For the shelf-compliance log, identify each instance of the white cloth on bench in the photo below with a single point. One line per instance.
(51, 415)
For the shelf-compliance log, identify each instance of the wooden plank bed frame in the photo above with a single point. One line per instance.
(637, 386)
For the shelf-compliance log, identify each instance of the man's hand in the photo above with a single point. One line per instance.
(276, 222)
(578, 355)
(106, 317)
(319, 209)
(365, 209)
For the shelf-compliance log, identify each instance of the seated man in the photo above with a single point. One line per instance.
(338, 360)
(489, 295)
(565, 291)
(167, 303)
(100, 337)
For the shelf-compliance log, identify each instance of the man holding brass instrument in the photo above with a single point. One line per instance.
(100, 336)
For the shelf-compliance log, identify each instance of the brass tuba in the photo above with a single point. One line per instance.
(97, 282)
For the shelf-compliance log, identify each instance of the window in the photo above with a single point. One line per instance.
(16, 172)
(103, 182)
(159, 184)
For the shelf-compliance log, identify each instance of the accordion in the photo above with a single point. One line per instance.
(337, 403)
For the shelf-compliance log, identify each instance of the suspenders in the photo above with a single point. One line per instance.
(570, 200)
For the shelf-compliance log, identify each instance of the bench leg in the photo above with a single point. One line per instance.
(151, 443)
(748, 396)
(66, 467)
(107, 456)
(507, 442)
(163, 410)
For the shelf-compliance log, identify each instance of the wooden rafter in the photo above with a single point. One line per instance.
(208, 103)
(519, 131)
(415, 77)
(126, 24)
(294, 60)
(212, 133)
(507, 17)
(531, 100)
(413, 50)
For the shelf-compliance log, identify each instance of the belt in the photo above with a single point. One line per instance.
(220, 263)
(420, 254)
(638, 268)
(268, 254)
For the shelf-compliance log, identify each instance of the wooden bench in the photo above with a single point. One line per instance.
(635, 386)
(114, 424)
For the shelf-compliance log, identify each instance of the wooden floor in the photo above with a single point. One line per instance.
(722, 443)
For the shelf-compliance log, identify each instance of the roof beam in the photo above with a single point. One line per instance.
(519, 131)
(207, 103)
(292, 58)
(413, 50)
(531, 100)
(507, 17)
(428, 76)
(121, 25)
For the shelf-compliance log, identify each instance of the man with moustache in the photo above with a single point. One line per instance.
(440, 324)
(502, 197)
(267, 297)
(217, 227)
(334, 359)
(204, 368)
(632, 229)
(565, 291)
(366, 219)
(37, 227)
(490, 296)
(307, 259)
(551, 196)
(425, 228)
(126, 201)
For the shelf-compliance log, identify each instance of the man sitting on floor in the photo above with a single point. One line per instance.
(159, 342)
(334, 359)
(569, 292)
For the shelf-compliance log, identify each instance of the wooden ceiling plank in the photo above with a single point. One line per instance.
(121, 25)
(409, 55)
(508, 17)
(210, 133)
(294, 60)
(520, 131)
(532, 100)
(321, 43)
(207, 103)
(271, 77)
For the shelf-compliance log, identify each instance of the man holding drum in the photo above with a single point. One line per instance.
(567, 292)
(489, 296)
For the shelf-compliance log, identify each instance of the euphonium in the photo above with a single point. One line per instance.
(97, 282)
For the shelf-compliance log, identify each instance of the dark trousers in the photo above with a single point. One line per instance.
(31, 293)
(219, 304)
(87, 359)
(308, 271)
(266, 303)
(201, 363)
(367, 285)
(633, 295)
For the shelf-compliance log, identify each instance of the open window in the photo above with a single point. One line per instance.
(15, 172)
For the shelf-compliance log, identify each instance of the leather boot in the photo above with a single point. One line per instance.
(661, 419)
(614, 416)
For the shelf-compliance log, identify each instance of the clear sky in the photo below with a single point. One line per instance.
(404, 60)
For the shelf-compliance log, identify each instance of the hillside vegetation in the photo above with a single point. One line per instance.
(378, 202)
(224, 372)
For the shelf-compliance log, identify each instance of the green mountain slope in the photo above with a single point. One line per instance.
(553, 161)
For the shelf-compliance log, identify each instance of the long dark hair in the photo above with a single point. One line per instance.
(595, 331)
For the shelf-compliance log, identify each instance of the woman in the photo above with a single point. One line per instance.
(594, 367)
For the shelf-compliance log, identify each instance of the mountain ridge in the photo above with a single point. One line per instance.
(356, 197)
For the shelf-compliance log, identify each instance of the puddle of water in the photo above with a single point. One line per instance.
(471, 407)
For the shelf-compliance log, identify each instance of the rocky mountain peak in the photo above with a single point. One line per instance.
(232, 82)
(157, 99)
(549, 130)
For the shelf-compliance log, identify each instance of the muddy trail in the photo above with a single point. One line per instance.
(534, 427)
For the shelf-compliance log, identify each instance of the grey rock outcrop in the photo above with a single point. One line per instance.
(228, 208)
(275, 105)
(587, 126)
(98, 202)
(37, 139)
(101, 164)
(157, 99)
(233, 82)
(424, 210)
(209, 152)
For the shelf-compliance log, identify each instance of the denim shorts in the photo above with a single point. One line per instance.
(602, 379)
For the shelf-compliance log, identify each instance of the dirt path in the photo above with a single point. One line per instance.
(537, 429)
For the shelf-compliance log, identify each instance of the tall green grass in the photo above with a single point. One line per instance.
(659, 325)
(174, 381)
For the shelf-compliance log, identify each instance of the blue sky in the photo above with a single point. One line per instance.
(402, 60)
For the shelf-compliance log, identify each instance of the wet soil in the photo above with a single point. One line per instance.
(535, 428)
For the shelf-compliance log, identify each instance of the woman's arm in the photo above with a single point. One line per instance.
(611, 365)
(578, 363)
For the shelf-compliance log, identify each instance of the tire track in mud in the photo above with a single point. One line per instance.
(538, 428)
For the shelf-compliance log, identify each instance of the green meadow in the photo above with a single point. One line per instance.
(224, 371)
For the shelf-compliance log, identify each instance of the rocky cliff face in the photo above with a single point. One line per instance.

Direction
Using the exact wording, write out all of the records.

Reply to the exercise
For the shelf-compliance log, identify each instance of the white cloth on bench in the photo below with a single point. One line per instance.
(51, 415)
For the shelf-compliance log, identify each instance of the wooden plank bed frame in the photo above with a single point. One line per instance.
(637, 386)
For the shelf-compliance log, identify each instance of the man's hand in the photo above with a single point. One line per instance.
(276, 222)
(578, 355)
(106, 317)
(319, 209)
(365, 209)
For the shelf-compliance log, identify each instance of the seated man in the photo above with a single point. One line per instance.
(338, 360)
(489, 295)
(565, 291)
(167, 303)
(100, 337)
For the shelf-compliance log, identify each instance of the man holding brass instrument in the photo above with a single point. One line per instance.
(100, 336)
For the shelf-compliance log, identify each instance of the brass tuba in the photo above with a single point. One line per instance.
(97, 282)
For the shelf-compliance log, identify each instance of the window in the photo above with a single point. One line per instance.
(16, 172)
(103, 182)
(159, 184)
For the shelf-compliance log, identify each instance of the accordion in the photo above with a single point. One line per instance.
(337, 403)
For the shelf-compliance log, identify each instance of the suspenders in the photo above with a single point. One line per instance.
(570, 200)
For the shelf-compliance log, identify each instance of the bench leg in the photo above with a single point. One line per instance.
(151, 443)
(748, 396)
(66, 467)
(107, 456)
(507, 442)
(163, 410)
For the shelf-compliance log, identify each instance of the wooden rafter in the photo above with a single point. One line per instance.
(208, 103)
(519, 131)
(415, 77)
(126, 24)
(294, 60)
(212, 133)
(507, 17)
(531, 100)
(413, 50)
For the shelf-compliance log, identify each instance of the belt in the photo above with a single point. One line per instance.
(220, 263)
(420, 254)
(638, 268)
(268, 254)
For the shelf-compliance log, identify each instance of the wooden bench in the photo above with a single point. One line per instance.
(635, 386)
(114, 424)
For the shelf-compliance log, identify each instance of the wooden floor in the photo above with a single point. One line per instance.
(722, 443)
For the shelf-compliance log, identify each instance of the roof beam in the photo above with a single point. One line per instance.
(519, 131)
(207, 103)
(292, 58)
(413, 50)
(531, 100)
(507, 17)
(428, 76)
(121, 25)
For the shelf-compliance log, identify each instance of the man with moustache in the photo above with a single point. One line per instance.
(440, 324)
(502, 197)
(267, 297)
(217, 227)
(334, 359)
(204, 368)
(632, 229)
(565, 291)
(366, 219)
(37, 227)
(490, 296)
(307, 259)
(551, 196)
(425, 228)
(126, 201)
For the shelf-compliance log, identify each instance of the man sitting on floor in the photo above with a single point. One line per instance.
(159, 342)
(334, 359)
(569, 292)
For the shelf-compliance log, identify each instance of the wooden ceiling plank in the photo above with a single point. One line per instance.
(121, 25)
(409, 55)
(508, 17)
(210, 133)
(294, 60)
(520, 131)
(532, 100)
(321, 43)
(207, 103)
(271, 77)
For the shelf-compliance log, identify each instance of the man holding drum in the photo above with a single point. One line per instance.
(567, 292)
(489, 296)
For the shelf-compliance log, identify each instance of the euphonium in the photo above with a single point. One line per instance.
(97, 282)
For the shelf-compliance log, identify each instance of the dark trousers in the photo above with a single point. One line per instance.
(31, 293)
(219, 304)
(87, 359)
(308, 271)
(266, 303)
(201, 363)
(367, 285)
(633, 295)
For the shelf-compliance log, identify each instance of the open window in the photo above with a single point. One line per instance.
(15, 172)
For the shelf-compliance log, identify each instance of the leather boot in the photo above with a single point. One line per instance.
(661, 419)
(614, 416)
For the shelf-compliance log, identify each instance of the clear sky in the photo below with a single point. One line per instance.
(404, 60)
For the shelf-compliance log, identify each instance of the hillside vegetation in the photo above with a single point. One line per instance.
(378, 202)
(224, 372)
For the shelf-compliance log, identify each instance of the green mountain slope in the photo above with a single point. One line per instance.
(553, 161)
For the shelf-compliance log, identify each instance of the long dark hair in the photo above with a single point. One line per instance.
(595, 331)
For the shelf-compliance log, identify each instance of the woman in the photo above with a single point. One line per instance.
(594, 367)
For the shelf-compliance log, identify each instance of the mountain ridge in the photo above with a single point. One line per instance.
(356, 197)
For the shelf-compliance log, identify each instance of the puddle of water in the photo above with a single point. One line per instance.
(471, 407)
For the shelf-compliance log, identify each instance of the rocky mountain peak in the photo above with a single point. One line per instance.
(232, 82)
(157, 99)
(549, 130)
For the shelf-compliance log, identify each instance of the muddy trail in the photo above with a single point. One line per instance.
(534, 427)
For the shelf-compliance log, identify each instance of the grey rock outcrop in the photo above with a single point. One line per instance.
(228, 208)
(275, 105)
(587, 126)
(98, 202)
(37, 139)
(101, 164)
(157, 99)
(233, 82)
(424, 210)
(209, 152)
For the shelf-compliance log, identify each instance of the denim shorts in the photo above with a single point. One line per instance.
(602, 379)
For the shelf-compliance log, identify each instance of the dirt path in the photo above with a single point. One line per instance.
(537, 429)
For the shelf-compliance log, identify each instance of the tall green grass in the photo above with a single point. One line per instance.
(659, 325)
(174, 381)
For the shelf-compliance log, identify each instance of the blue sky in the photo above with a single point. One line per instance.
(402, 60)
For the shelf-compliance log, identify each instance of the wet soil in the photo above with a single point. One line per instance.
(535, 428)
For the shelf-compliance log, identify each instance of the woman's arm in the photo above with a single point. One line per instance.
(611, 365)
(578, 363)
For the shelf-compliance log, identify each instance of the tire track in mud in the photo above with a single point. One line per instance.
(538, 428)
For the shelf-compliance log, identify each instance of the green meadow in the photo above with a single point. One line per instance.
(224, 371)
For the shelf-compliance log, identify each instance of the rocky cliff face in the photo above with a single point. One line per instance.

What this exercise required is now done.